→ **Exercise details**
Your task is to transcribe the data in full.

→ **Material for the task**
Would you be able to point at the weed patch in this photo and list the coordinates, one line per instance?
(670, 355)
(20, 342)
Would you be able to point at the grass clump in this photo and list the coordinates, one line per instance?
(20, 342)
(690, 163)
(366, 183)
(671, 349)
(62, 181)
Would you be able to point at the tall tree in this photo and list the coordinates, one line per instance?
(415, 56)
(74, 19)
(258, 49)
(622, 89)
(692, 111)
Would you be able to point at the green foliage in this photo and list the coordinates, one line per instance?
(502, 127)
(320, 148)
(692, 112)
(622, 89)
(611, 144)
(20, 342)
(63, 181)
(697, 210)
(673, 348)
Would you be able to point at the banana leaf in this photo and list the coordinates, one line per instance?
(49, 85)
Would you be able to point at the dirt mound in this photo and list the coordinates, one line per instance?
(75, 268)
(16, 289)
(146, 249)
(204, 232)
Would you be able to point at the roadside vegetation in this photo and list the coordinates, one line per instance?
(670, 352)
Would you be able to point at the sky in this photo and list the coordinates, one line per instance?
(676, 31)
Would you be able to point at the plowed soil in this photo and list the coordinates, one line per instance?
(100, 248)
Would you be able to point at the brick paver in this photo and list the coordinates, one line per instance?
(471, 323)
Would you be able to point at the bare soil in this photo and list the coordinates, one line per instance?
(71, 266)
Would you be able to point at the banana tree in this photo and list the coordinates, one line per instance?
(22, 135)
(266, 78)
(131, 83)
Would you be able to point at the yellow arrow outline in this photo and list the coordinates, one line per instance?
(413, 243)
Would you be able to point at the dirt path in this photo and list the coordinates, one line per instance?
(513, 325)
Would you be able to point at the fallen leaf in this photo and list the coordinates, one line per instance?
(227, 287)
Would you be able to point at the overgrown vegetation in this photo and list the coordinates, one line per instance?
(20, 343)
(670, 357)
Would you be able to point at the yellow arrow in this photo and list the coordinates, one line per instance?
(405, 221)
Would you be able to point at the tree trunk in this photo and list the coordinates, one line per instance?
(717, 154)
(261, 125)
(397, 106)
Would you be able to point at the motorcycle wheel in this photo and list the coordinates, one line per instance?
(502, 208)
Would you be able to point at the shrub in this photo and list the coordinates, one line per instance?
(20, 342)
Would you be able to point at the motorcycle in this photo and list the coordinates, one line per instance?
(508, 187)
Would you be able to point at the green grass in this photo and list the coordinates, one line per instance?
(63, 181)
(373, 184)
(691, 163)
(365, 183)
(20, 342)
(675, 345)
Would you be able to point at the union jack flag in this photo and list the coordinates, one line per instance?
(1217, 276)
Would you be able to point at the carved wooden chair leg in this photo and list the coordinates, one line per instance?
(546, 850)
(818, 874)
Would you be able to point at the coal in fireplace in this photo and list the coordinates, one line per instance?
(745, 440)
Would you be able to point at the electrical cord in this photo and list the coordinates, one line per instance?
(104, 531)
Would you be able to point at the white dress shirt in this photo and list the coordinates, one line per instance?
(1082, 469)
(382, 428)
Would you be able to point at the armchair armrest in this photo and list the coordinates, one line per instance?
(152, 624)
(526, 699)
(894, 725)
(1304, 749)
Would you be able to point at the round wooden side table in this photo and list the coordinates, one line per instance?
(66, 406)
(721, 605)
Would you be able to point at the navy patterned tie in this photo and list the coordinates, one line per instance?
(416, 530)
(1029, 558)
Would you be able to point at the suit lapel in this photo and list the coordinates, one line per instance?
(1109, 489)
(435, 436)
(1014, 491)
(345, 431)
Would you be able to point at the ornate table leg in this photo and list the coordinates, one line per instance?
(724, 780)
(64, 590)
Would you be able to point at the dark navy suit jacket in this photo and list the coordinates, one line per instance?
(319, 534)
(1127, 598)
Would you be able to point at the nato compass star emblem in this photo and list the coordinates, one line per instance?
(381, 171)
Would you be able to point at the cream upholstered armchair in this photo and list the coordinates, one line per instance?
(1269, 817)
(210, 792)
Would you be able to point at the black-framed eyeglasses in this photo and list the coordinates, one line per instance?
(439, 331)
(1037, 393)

→ **Reply to the exercise**
Would you be able to point at the weed patch in this photo and list the coordinates, one line per instance?
(670, 355)
(20, 342)
Would you be able to point at the grass clump in this photo and list the coordinates, one line per instance?
(20, 342)
(690, 163)
(366, 183)
(671, 349)
(62, 181)
Would you be able to point at the tall tree in this photo and list the coordinates, one line per instance?
(415, 56)
(74, 19)
(258, 49)
(622, 89)
(692, 111)
Would you be able to point at the green foliage in this photo and list the coordinates, one line per instance?
(502, 127)
(320, 148)
(692, 112)
(622, 89)
(611, 144)
(20, 342)
(63, 181)
(697, 210)
(673, 348)
Would you be able to point at the banana leaf in this photo and list the coordinates, one line per instance?
(49, 85)
Would you be able to point at the dirt mound in this photo and list the coordinates, one line per instance?
(75, 268)
(16, 289)
(146, 249)
(204, 232)
Would you be able to point at the roadside vegetation in this photo and list the coordinates, one line per instance?
(670, 352)
Would you be able to point at the sky in this photo and list the coordinates, one line per instance?
(676, 31)
Would you be able to point at the plowed soil in this photo and list the coordinates, one line per instance?
(100, 248)
Would you be able to point at the brick paver in this photo and list the coordinates, one line per instance?
(471, 323)
Would you be able to point at the bare soil in this photo and list the coordinates, one line per instance?
(71, 266)
Would you be able to point at the banana tree in this photo and list the coordinates, one line per instance?
(22, 135)
(266, 78)
(131, 83)
Would you be able to point at the yellow arrow outline in this photo and list the coordinates, one line per instance?
(413, 243)
Would you be able to point at the dirt path in this photo and list the coordinates, one line per instance?
(513, 325)
Would you be able to point at the fallen leaf in this photo and list the coordinates, one line per instance?
(227, 287)
Would you be able to point at the overgrown vegetation in this photo and list the coordinates, one line per instance?
(20, 343)
(670, 357)
Would you be able to point at the yellow arrow in this photo and list the coordinates, one line per instance?
(405, 221)
Would you be able to point at the tree trunk in this photo and list the coordinates, one line per instance?
(717, 154)
(261, 125)
(397, 106)
Would you be able to point at the motorcycle wheel in this photo and list the coordinates, one line per instance?
(502, 208)
Would you be able to point at the shrub in this photo and list the coordinates, one line per instance?
(20, 342)
Would you be able to point at the motorcycle in this photo and list the coordinates, one line per instance?
(508, 187)
Would you be able to point at the green grass in this photo and list the coordinates, one line per instance?
(63, 181)
(373, 184)
(691, 163)
(365, 183)
(20, 342)
(675, 345)
Would you be able to point at the union jack flag in this photo and list the coordinates, one line per instance?
(1217, 276)
Would you be able to point at the carved wooden chair leg in this photo and list the coordinates, one line per instance?
(546, 850)
(818, 874)
Would you be able to point at the coal in fireplace in this photo and list the coordinates, one line per instance?
(745, 440)
Would you be able to point at the electrical cord in this photo and list the coordinates, one line per instance?
(104, 531)
Would you be able to point at the white dress shirt in this photo and list the coordinates, one line per instance?
(1082, 469)
(382, 428)
Would you be able to point at the armchair armrest in this photo and list the coordinates, one line per instance?
(152, 624)
(526, 699)
(894, 725)
(1304, 749)
Would you be able to point at the round wooden side table in this photo and list the coordinates, one line per instance?
(66, 406)
(721, 605)
Would you be able to point at the navy patterned tie in this photo and list the coordinates, one line per instance?
(416, 530)
(1029, 558)
Would you be able to point at the suit lapel in this photo and list the coordinates, one line per instance?
(1109, 489)
(435, 436)
(1014, 491)
(345, 431)
Would you be able to point at the ornate table leg in this photo and list the coordinates, one line per instance?
(724, 780)
(64, 590)
Would you be able to point at the dark navy suit jacket in this photo and list the coordinates, one line per instance?
(319, 534)
(1127, 598)
Would you be able to point at the nato compass star emblem in this photo and list the coordinates, one line per instance?
(381, 171)
Would you be able to point at the cream upholstered armchair in this photo and list the coordinates, one line per instance?
(1269, 817)
(210, 792)
Would you be able to point at the black-framed eyeglasses in this photo and list the coordinates, one line per instance?
(439, 331)
(1037, 393)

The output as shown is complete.